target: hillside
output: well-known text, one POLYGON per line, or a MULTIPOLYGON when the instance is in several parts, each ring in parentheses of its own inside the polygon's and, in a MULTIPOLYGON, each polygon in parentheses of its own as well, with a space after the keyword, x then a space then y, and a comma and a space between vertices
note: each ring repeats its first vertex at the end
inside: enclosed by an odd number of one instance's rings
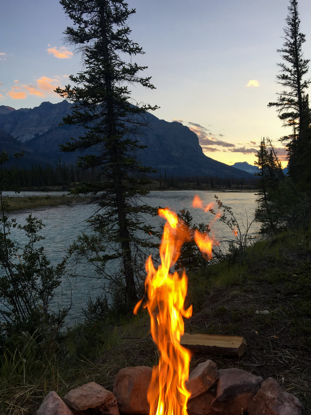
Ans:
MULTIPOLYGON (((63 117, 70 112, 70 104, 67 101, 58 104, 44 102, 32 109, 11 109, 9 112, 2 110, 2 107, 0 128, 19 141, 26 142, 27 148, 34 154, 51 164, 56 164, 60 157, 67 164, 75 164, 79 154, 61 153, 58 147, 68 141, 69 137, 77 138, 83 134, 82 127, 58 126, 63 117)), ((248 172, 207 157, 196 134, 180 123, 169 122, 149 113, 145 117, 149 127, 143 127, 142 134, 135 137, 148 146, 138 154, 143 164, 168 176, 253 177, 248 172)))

# Problem requirements
Convert the entries above into a two-column CSV with the headers entry_text and answer. Give one row per entry, with its text and its answer each in a single quoted field, line breaks replaced by spaces, and the pictures left out.

# Answer to the problem
entry_text,answer
"target: hillside output: well-known text, one POLYGON per line, or a MULTIPOLYGON when the instance is in several parts, each ring in parentheses of its own inside the polygon's and, in a MULTIPOLYGON, each polygon in parentheses of its own as well, with a space after the keyword, x then a space then y, and a comma and a space between vertices note: each ring repeats its first vertex at the end inside: enclosed by an odd number of one instance's rings Ans:","MULTIPOLYGON (((63 117, 70 112, 70 104, 67 101, 58 104, 44 102, 32 109, 11 109, 9 112, 2 110, 2 107, 0 128, 19 141, 26 142, 27 148, 34 154, 51 164, 56 164, 60 157, 67 164, 75 164, 79 154, 61 153, 58 147, 68 141, 69 137, 77 138, 83 134, 82 127, 58 126, 63 117)), ((248 172, 207 157, 196 134, 180 123, 169 122, 149 113, 145 117, 149 127, 143 127, 142 134, 135 137, 148 146, 138 154, 143 164, 168 176, 253 177, 248 172)))"